#### Task to complete:
Output the line containing "of the camouflage", then every remaining line of the entries below, exactly as written and with no other text.

Referring expression data
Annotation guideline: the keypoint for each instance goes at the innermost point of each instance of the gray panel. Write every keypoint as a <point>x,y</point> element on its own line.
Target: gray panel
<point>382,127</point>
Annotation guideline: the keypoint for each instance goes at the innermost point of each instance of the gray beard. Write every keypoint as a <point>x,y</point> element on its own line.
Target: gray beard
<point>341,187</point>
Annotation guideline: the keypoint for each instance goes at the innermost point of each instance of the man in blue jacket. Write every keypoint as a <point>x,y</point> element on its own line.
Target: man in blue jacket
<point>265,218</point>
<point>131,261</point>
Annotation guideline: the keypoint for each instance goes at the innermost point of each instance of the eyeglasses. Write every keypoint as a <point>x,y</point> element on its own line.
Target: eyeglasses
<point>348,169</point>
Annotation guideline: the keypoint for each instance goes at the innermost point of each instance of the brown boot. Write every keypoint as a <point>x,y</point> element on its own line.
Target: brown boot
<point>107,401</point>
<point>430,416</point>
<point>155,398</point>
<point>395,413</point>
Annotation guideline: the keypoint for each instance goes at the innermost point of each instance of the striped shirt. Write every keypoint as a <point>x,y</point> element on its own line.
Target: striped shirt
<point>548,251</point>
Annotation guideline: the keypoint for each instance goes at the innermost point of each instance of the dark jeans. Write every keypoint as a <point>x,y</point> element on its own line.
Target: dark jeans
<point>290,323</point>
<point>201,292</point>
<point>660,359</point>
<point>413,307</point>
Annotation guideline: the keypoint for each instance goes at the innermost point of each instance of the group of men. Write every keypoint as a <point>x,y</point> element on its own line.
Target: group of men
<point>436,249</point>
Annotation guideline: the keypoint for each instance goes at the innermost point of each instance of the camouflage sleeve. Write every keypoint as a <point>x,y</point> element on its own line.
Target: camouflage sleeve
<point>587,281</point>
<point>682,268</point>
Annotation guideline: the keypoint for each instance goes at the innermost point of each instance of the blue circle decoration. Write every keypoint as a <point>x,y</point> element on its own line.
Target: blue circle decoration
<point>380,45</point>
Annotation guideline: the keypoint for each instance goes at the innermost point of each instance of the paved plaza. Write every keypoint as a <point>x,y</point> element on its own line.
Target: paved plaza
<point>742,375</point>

#### Result for this exercise:
Annotation guideline: the keypoint for each instance goes at the innermost point of each instance of the camouflage sleeve. Write every keypoint as a <point>x,y</point> element on its own line.
Target: camouflage sleeve
<point>587,281</point>
<point>682,268</point>
Annotation guideline: the keypoint for each instance goes at the innermost point of each instance of the blue circle decoration. Write every keypoint as a <point>x,y</point> element on its own line.
Target: blue circle decoration
<point>380,45</point>
Annotation guideline: the keypoint for each instance goes at the innermost point of each instance of the paved plaza. Write every keypoint as a <point>x,y</point> element on its own line.
Target: paved plaza
<point>742,375</point>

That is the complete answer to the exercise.